Dataset excerpts on object pointing
──────
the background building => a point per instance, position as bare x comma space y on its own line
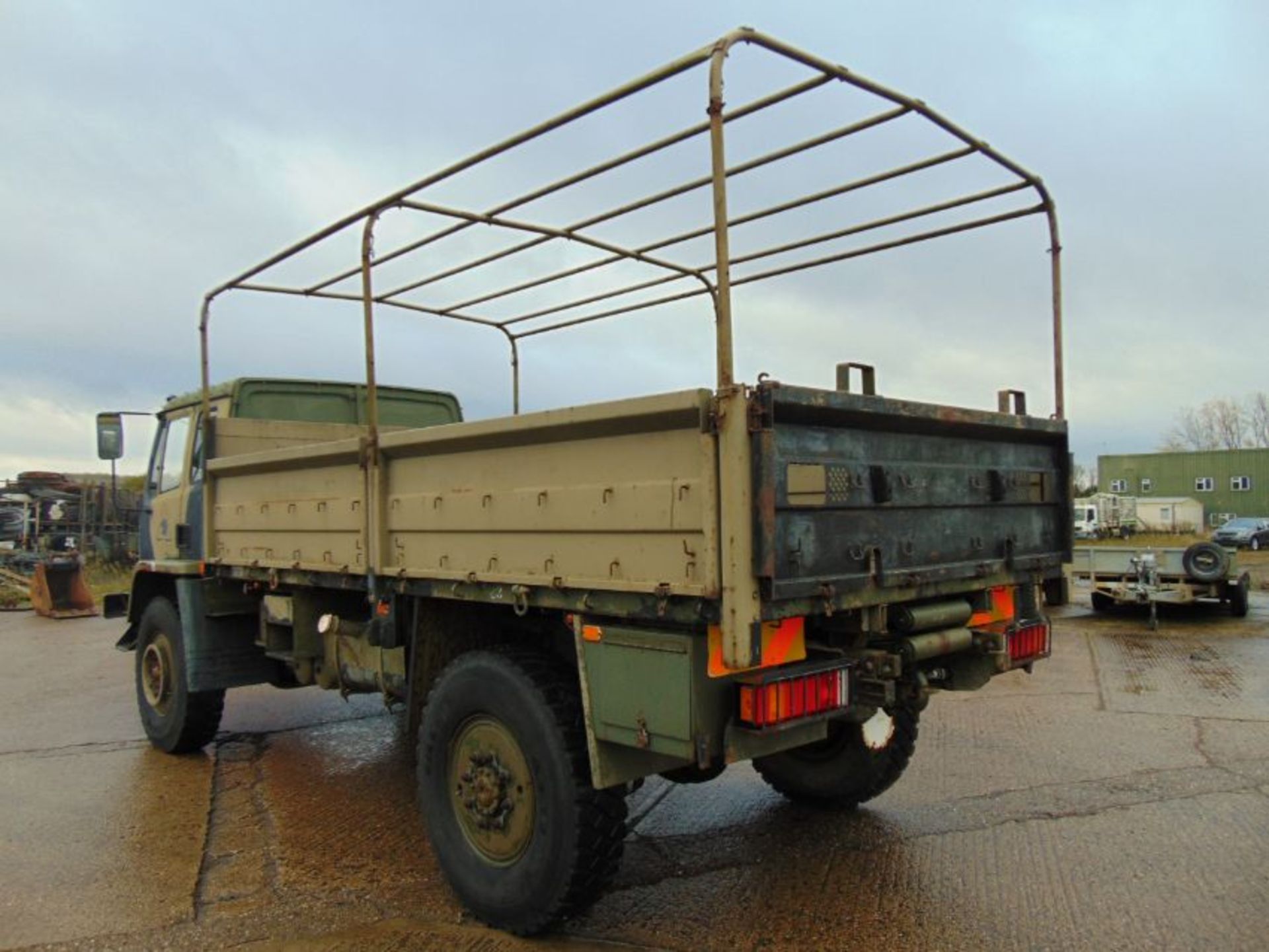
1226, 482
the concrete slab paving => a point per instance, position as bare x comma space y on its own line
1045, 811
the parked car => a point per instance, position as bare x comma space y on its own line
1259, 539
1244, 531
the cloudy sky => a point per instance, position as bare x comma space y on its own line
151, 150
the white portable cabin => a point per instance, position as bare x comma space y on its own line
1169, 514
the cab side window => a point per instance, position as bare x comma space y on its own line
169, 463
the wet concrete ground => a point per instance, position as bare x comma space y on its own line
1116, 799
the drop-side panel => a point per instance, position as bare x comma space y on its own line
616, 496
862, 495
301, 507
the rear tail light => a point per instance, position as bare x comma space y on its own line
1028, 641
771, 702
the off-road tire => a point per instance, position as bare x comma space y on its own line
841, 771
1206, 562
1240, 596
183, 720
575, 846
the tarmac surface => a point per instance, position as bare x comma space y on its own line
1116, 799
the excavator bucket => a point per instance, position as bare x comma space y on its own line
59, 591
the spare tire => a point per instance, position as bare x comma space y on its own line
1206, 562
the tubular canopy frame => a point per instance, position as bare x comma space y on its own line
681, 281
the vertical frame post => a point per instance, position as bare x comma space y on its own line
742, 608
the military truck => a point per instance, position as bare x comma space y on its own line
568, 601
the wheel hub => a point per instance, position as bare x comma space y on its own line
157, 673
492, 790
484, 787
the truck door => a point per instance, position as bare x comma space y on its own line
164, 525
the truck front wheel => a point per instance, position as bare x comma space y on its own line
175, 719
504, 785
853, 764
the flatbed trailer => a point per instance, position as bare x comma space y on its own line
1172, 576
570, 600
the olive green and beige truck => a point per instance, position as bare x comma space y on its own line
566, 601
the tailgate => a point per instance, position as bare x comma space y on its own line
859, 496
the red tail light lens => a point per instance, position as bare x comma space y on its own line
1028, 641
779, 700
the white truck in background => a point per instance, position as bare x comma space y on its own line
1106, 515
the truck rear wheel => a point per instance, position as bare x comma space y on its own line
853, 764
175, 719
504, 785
──────
## The request:
Copy the part of the records that opens with the line containing "the truck door" and closes at the end of the records, swapping "flatbed trailer" for "low-loader trailer" and leaving everything else as it is.

## The result:
the truck door => a point per instance, position as bare x comma space y on its own line
164, 525
the truck front wheel => a point per instance, position as bare x comma space y on its own line
175, 719
504, 785
853, 764
the low-loader trailer => a point per instance, position as bare x comma space y on its own line
1172, 576
570, 600
the olive green and beige truck => a point per instance, position as bare x comma space y on its own line
566, 601
the tailgate => a point per instance, position as bare x comma space y on its own line
859, 496
the red tail light lens => a point per instance, position as bare x comma space y on its own line
1028, 641
779, 700
the white truck in background => a point per instance, position as bare x comma space y on its own line
1106, 515
the truck rear wheel => a point per instance, position as bare x comma space y on its own line
853, 764
175, 719
504, 785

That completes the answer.